Work to complete ▸
Start with the line containing "Task: point at every instance of the collared" and write out each line through the end of the listing, exactly as given.
----------------
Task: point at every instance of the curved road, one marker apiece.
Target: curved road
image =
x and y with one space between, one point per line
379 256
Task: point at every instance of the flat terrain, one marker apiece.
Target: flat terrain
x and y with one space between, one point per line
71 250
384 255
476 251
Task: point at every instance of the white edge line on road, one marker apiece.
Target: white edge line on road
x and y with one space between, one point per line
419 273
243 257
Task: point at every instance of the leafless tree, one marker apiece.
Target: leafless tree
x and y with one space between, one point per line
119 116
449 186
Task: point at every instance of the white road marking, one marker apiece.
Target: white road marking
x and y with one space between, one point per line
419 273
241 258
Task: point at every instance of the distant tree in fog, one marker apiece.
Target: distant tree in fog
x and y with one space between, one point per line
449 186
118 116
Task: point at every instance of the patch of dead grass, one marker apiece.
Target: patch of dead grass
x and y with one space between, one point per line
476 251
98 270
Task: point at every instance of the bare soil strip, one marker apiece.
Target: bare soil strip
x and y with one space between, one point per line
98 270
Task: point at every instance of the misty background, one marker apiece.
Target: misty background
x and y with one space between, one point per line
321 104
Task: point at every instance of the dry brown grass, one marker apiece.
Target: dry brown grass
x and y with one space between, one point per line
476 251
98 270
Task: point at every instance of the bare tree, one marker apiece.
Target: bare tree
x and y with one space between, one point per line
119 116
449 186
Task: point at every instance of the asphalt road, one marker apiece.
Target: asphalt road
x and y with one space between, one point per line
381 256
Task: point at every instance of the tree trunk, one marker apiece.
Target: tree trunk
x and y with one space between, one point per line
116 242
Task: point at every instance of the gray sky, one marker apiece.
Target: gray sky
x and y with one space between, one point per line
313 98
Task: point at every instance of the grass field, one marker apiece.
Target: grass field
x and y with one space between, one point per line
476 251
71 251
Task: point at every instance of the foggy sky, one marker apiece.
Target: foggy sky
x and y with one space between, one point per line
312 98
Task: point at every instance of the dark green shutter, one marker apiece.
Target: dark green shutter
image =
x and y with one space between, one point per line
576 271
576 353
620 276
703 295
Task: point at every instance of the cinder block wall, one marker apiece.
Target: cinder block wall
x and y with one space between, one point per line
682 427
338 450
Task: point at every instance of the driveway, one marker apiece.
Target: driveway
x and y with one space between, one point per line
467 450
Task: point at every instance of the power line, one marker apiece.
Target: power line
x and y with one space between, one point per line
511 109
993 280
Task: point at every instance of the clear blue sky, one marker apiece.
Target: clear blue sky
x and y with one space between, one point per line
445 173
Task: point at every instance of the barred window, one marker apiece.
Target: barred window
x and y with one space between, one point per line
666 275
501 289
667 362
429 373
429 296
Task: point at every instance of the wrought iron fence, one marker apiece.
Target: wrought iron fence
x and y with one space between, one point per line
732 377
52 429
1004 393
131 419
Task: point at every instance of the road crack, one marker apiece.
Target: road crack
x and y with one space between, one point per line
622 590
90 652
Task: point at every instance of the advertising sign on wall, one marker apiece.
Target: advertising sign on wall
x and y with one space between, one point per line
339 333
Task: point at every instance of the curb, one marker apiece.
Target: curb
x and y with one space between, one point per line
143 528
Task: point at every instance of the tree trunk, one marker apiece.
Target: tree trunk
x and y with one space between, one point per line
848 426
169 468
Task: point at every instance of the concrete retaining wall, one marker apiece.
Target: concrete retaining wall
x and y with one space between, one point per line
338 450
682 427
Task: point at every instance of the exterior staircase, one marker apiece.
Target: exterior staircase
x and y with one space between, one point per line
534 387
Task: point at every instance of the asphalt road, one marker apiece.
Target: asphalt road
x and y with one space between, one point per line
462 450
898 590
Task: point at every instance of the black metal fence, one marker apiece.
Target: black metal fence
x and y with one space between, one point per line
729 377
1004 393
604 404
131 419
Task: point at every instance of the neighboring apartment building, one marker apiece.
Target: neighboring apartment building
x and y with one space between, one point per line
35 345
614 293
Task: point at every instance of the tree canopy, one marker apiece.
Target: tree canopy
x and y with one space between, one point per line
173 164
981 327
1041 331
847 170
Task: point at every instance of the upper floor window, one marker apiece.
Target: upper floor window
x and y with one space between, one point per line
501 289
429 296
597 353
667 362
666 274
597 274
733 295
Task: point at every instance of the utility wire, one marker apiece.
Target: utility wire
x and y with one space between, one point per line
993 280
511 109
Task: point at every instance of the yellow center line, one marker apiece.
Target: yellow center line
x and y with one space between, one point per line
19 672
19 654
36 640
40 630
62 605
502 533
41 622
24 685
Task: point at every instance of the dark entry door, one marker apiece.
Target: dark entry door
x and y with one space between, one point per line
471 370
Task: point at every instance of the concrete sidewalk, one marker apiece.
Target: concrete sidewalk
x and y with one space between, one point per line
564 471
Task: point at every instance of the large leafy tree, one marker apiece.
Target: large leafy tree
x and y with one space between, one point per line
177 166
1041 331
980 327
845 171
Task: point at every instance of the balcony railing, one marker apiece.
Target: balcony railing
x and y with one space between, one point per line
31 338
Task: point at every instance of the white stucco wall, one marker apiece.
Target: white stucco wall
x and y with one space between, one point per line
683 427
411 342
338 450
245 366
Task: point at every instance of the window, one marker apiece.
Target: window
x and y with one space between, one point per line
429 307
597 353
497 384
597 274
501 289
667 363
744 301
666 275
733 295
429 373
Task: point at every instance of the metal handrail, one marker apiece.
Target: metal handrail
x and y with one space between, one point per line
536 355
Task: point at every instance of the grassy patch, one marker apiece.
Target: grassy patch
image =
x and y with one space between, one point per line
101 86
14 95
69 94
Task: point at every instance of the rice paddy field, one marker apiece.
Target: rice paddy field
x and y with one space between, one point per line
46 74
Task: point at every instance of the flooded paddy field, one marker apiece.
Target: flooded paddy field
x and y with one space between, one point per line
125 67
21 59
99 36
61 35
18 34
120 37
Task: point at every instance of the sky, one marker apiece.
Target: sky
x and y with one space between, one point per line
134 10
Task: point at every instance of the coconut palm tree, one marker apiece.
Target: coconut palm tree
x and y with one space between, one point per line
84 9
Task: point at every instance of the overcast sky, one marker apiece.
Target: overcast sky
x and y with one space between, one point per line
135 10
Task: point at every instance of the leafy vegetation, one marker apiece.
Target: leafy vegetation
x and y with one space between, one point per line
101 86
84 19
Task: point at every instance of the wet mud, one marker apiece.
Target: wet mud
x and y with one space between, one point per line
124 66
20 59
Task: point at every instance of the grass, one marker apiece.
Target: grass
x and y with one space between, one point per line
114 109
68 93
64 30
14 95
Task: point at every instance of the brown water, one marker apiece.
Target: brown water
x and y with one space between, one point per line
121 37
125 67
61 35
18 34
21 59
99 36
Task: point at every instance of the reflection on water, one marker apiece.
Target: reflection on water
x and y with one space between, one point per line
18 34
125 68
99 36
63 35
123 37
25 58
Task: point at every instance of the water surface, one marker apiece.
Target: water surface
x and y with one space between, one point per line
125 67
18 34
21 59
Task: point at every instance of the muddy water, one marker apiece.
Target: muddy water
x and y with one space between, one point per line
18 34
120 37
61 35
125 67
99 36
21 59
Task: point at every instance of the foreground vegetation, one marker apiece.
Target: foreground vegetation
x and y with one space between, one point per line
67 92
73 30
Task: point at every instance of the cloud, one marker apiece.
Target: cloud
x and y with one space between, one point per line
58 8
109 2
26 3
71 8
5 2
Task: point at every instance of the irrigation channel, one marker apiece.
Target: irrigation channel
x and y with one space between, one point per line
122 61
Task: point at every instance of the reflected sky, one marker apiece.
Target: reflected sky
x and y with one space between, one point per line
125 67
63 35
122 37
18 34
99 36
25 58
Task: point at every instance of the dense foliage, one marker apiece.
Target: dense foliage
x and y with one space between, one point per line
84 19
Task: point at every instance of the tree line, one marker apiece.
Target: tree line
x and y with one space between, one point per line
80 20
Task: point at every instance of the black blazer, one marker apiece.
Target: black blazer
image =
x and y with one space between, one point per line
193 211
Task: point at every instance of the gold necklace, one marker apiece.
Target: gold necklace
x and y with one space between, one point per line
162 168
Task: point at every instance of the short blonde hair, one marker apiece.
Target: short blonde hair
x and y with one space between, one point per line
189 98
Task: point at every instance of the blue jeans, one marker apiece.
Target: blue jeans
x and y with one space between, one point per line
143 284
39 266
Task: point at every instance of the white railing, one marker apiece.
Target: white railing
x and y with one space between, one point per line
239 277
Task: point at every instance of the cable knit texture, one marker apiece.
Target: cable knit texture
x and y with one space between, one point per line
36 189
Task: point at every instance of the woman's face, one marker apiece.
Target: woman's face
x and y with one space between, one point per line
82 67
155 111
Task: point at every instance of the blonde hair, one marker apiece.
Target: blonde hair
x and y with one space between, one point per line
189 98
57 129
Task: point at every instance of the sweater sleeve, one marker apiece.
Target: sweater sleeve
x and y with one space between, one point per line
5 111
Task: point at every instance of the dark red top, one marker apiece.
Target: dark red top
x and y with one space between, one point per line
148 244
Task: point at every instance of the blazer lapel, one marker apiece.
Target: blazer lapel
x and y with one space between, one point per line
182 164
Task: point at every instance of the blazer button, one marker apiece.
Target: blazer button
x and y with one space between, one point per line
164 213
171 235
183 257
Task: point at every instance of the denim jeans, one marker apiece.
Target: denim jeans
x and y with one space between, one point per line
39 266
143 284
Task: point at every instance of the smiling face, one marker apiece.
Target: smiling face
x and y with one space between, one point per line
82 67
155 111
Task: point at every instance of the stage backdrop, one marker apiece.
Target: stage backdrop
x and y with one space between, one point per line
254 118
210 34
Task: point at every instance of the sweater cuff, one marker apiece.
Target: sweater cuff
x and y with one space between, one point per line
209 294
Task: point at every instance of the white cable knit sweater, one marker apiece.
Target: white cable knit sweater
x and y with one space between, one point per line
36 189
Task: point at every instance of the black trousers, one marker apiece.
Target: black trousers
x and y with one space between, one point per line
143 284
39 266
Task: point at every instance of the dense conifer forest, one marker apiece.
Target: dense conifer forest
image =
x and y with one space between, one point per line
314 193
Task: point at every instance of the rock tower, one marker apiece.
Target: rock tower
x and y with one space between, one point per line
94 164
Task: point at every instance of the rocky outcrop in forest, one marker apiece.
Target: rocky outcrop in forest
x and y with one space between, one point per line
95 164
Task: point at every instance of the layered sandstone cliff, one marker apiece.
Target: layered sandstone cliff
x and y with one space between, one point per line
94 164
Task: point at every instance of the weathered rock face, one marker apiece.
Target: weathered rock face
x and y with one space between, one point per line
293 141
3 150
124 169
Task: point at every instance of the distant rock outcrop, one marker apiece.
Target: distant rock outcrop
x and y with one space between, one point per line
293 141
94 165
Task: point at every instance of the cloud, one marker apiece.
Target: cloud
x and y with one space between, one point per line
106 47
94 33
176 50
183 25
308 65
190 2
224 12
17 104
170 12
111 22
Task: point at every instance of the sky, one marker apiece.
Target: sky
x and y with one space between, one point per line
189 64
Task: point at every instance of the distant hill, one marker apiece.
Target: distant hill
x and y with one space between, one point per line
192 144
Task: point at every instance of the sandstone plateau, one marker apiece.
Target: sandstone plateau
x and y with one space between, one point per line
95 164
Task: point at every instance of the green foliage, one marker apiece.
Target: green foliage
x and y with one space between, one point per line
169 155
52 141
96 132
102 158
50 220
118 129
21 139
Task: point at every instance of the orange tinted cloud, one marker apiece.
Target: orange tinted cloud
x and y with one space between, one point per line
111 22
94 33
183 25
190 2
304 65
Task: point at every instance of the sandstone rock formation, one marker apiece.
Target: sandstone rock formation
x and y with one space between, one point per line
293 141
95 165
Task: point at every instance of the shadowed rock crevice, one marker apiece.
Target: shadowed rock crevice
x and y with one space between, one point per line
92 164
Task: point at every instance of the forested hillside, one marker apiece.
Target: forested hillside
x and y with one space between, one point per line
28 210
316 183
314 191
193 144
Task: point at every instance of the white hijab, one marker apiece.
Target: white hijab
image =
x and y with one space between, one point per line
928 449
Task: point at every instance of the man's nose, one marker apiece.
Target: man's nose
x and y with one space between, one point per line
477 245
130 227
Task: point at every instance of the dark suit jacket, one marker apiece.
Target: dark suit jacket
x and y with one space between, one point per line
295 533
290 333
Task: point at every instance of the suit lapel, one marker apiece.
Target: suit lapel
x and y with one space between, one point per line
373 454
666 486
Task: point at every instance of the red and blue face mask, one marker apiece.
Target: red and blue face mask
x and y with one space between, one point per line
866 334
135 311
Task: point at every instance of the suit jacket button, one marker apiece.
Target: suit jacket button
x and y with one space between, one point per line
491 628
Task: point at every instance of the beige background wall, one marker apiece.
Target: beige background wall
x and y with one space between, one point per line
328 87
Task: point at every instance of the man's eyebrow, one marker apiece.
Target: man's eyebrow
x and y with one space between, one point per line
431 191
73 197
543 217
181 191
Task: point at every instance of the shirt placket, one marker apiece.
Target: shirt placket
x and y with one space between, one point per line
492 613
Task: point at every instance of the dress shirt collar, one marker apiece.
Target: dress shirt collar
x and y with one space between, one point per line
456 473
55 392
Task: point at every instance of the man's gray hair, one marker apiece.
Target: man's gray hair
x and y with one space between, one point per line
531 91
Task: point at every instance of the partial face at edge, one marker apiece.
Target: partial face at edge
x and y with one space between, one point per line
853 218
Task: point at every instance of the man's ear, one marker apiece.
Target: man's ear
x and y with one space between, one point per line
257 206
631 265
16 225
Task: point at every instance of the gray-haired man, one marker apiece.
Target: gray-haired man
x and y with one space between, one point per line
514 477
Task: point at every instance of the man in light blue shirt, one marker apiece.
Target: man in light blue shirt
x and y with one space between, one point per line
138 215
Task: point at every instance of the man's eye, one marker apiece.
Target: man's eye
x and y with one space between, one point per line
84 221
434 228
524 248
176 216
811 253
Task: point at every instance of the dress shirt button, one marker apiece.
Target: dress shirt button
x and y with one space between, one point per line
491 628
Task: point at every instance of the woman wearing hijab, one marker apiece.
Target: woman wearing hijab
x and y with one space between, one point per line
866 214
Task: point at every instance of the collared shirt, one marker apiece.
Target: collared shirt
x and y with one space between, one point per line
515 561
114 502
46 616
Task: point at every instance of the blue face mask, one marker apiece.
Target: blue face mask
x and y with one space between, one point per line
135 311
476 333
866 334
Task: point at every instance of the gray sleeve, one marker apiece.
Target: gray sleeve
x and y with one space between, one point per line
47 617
----------------
Final answer ▸
Task: point at every instance of the collared shirt, one marker apiece.
Target: collared shirt
x and y with one space between, one point per line
515 561
114 502
46 616
Task: point at every instance of the blue face mask, one marker apiece.
Target: blue face mask
x and y with one space between, one point per line
135 311
476 333
866 334
Task: point at every instance of the gray sleeve, one marker apiece.
Target: gray sleeve
x and y with one space between, one point per line
47 617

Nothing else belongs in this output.